▸ **Supplied material**
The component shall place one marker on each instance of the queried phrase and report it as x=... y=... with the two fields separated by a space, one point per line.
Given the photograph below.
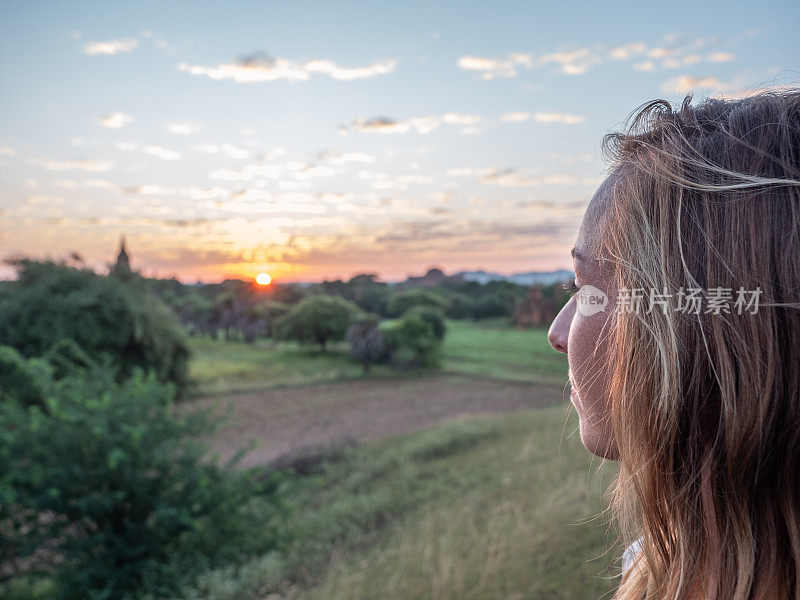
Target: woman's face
x=581 y=330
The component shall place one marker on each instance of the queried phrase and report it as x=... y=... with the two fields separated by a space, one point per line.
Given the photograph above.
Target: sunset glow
x=320 y=141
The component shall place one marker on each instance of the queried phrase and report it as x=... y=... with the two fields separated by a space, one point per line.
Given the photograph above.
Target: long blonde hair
x=705 y=407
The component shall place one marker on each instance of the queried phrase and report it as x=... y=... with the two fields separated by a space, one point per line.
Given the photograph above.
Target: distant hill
x=539 y=277
x=435 y=276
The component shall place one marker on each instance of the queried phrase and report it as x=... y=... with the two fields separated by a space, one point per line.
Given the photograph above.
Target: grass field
x=491 y=348
x=488 y=348
x=505 y=507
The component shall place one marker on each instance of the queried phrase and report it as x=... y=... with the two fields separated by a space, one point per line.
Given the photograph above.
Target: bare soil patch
x=292 y=422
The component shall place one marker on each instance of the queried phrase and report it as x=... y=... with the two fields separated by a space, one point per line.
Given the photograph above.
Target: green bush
x=109 y=494
x=51 y=302
x=433 y=316
x=21 y=379
x=366 y=341
x=317 y=319
x=412 y=341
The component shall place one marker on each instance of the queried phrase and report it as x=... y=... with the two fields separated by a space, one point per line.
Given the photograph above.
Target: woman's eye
x=570 y=286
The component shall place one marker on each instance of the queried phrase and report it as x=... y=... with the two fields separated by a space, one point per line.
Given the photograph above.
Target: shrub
x=433 y=316
x=108 y=493
x=50 y=302
x=318 y=319
x=366 y=341
x=412 y=342
x=21 y=379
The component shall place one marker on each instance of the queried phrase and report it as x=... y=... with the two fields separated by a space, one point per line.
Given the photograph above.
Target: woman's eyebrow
x=577 y=254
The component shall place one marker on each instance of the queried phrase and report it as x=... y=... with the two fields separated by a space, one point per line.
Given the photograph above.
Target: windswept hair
x=705 y=407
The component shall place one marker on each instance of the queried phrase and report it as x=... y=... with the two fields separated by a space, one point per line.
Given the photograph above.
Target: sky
x=318 y=140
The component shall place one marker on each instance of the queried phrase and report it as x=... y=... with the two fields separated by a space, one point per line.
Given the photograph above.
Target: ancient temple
x=122 y=268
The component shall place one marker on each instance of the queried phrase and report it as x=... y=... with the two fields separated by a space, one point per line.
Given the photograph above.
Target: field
x=469 y=483
x=488 y=348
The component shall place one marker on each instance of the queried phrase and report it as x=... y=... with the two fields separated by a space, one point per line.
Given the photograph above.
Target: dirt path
x=290 y=422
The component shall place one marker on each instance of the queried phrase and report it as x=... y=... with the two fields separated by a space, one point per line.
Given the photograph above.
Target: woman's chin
x=597 y=446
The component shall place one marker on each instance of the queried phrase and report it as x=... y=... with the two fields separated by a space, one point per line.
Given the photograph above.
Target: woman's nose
x=558 y=333
x=557 y=340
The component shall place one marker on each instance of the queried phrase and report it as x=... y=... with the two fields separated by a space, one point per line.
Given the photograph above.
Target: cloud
x=259 y=68
x=512 y=177
x=544 y=117
x=490 y=68
x=425 y=124
x=672 y=53
x=115 y=120
x=162 y=153
x=721 y=57
x=340 y=158
x=627 y=51
x=152 y=150
x=184 y=128
x=82 y=164
x=686 y=83
x=110 y=47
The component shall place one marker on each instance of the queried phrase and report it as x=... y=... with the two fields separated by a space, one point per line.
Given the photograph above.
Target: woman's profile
x=683 y=338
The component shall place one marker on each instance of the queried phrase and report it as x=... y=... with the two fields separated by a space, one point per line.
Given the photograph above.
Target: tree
x=366 y=341
x=402 y=301
x=110 y=493
x=104 y=316
x=318 y=319
x=433 y=316
x=412 y=341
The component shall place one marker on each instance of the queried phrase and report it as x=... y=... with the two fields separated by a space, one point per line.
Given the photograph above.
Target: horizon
x=308 y=140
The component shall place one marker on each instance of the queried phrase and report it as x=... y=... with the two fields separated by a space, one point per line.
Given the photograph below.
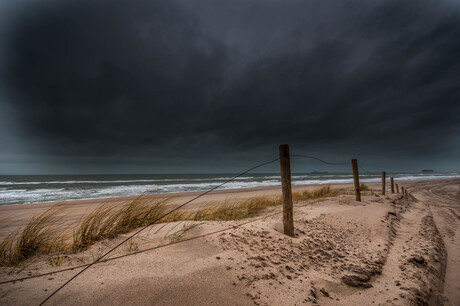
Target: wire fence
x=103 y=258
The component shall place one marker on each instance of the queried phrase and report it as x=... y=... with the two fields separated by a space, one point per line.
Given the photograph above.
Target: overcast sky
x=214 y=86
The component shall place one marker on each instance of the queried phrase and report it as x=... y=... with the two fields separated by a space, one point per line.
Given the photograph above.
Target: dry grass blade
x=108 y=222
x=42 y=235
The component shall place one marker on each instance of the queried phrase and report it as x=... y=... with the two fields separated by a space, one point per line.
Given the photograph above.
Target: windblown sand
x=385 y=250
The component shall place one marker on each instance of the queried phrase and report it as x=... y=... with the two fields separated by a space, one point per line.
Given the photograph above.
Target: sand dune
x=384 y=250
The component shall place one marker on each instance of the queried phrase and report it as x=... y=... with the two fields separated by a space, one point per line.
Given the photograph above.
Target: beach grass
x=45 y=235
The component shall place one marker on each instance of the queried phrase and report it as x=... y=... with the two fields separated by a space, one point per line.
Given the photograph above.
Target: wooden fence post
x=285 y=164
x=383 y=182
x=354 y=166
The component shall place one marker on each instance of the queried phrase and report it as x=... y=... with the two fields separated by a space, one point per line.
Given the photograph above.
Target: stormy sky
x=153 y=86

▸ **Task objective**
Print all records word for word, no images.

▸ **Solution below**
The component shall place one marker on each instance of the queried phrase and report it as x=... y=... with the two fields separated by a space, one point per line.
Given the photograph below.
Target: woman's face
x=581 y=330
The component shall place one marker on each instance of the queried phrase and report it as x=... y=... with the two fields separated by a space, one point per line.
Given the photograph above.
Target: sunset glow
x=320 y=141
The component shall place one marker on each instance of the queried phrase and report it as x=... y=... with the two fields separated by a space, one point per line.
Given the photograph above.
Target: long blonde hair
x=705 y=407
The component shall place one marker on each instance of the queried phrase and report it as x=... y=... with the two fields separated by a space, one point per line.
Given the photograph above.
Target: distant hill
x=539 y=277
x=435 y=276
The component shall place one marker on each instance of the queried phrase and report it as x=... y=... with the two fields separated by a space, one point per line.
Given the photograph above.
Target: grass field
x=491 y=348
x=488 y=348
x=505 y=507
The component shall place one marker on each instance of the queried phrase and report it as x=... y=... with the two fields separated by a space, one point per line.
Given the photograph above.
Target: bare soil patch
x=292 y=422
The component shall place one marker on each instance of the queried phrase and report it as x=... y=... with the two fields separated by a space, one point per line.
Given the photograph above.
Target: green bush
x=109 y=494
x=51 y=302
x=433 y=316
x=21 y=379
x=366 y=341
x=317 y=319
x=412 y=341
The component shall place one marker on each instance of the queried phrase and report it as x=... y=... with the two fields separated by a space, one point per line.
Given the photograph above.
Target: woman's eye
x=570 y=286
The component shall place one marker on each instance of the queried phrase and report it as x=... y=... with the two fields separated by a space, one point per line.
Given the photograph above.
Target: shrub
x=433 y=316
x=108 y=493
x=50 y=302
x=318 y=319
x=366 y=341
x=412 y=342
x=21 y=379
The component shall place one marker on each instance of the queried phrase and report it as x=... y=... with the two fields separated by a space, one point per line.
Given the photograph above.
Target: woman's eyebrow
x=577 y=254
The component shall place one marker on each instance of the queried phrase and report it as x=... y=... with the two fields separated by a space, one point per line.
Given the photograph above.
Target: windswept hair
x=705 y=407
The component shall place one marker on each instance of the queried phrase and report it as x=... y=... with the two fields separated by a space, one point per line.
Given the photograph above.
Target: sky
x=318 y=140
The component shall place one marker on each instance of the queried phrase and report it as x=... y=... with the two fields separated by a space, one point per line.
Given the photograph above.
Target: ancient temple
x=122 y=268
The component shall place one marker on each instance of the queried phrase and report it as x=... y=... with the two fields separated by a space, one point per line.
Given the photograph above.
Target: field
x=469 y=483
x=488 y=348
The component shall place one marker on each instance of the queried phrase and report it as x=... y=... with the two fields separated by a space, one point per line.
Given the photograph above.
Target: dirt path
x=290 y=422
The component shall place one marker on each instance of the queried phrase and report it as x=... y=... with the two fields separated by a space, one point per line.
Given the photograph above.
Target: woman's chin
x=597 y=446
The component shall place one marker on each instance of the queried phrase and report it as x=... y=... with the two fields separated by a space, one point per line.
Given the photograph above.
Target: woman's nose
x=558 y=333
x=557 y=340
The component shall place one marker on each instance of the queried phrase and report it as x=... y=... with the two fields separated by a space, one point per line.
Given the photograph above.
Target: cloud
x=259 y=68
x=512 y=177
x=544 y=117
x=490 y=68
x=425 y=124
x=672 y=53
x=115 y=120
x=162 y=153
x=721 y=57
x=340 y=158
x=627 y=51
x=152 y=150
x=184 y=128
x=82 y=164
x=686 y=83
x=110 y=47
The component shall place one marker on each instance of the queried phrase and report it as x=... y=... with the two fields separated by a space, one point per line.
Given the photograph above.
Target: woman's profile
x=683 y=338
The component shall place one marker on each instance of the queried phrase and report it as x=... y=... with the two fields separated by a space, one point per line.
Given the photograph above.
Target: tree
x=366 y=341
x=402 y=301
x=110 y=493
x=104 y=316
x=318 y=319
x=433 y=316
x=412 y=341
The component shall place one marker on each instance of the queried phrase and report it as x=... y=... with the two fields separated by a space, one point per line.
Given the photograph above.
Target: horizon
x=308 y=140
The component shall place one marker on each instance of the queried phrase and report it as x=... y=... with the two fields separated by a space, one point per line.
Given the photograph below.
Target: wire fence
x=103 y=258
The component shall place one marker on each instance of the queried phrase and report it as x=... y=... with the two fields separated by a space, one point per line.
Given the photograph above.
Target: overcast sky
x=214 y=86
The component shall place one marker on each instance of the queried phrase and report it as x=... y=... with the two fields separated by a space, one point per line.
Given the photograph above.
Target: dry grass blade
x=108 y=222
x=42 y=235
The component shall place one marker on each instance of the queried phrase and report it as x=... y=... with the two fields separated by a space, one point per line.
Given the photograph above.
Target: windblown sand
x=385 y=250
The component shall place one marker on each instance of the queried phrase and report it as x=... y=... with the two fields separated by a space, one point per line.
Given the photograph above.
Target: sand dune
x=384 y=250
The component shall place one marker on each instance of the queried phrase and report it as x=... y=... with the two fields separated by a space, one point per line.
Given the photograph above.
Target: beach grass
x=45 y=235
The component shall place one marker on each instance of the queried phrase and report it as x=... y=... with the two fields separated by a space, one point per line.
Given the photograph above.
Target: wooden fence post
x=285 y=164
x=383 y=182
x=354 y=166
The component shall place one marker on each instance of the queried phrase and report it as x=... y=... with the two fields separated by a space, one point per line.
Given the photograph above.
Target: stormy sky
x=153 y=86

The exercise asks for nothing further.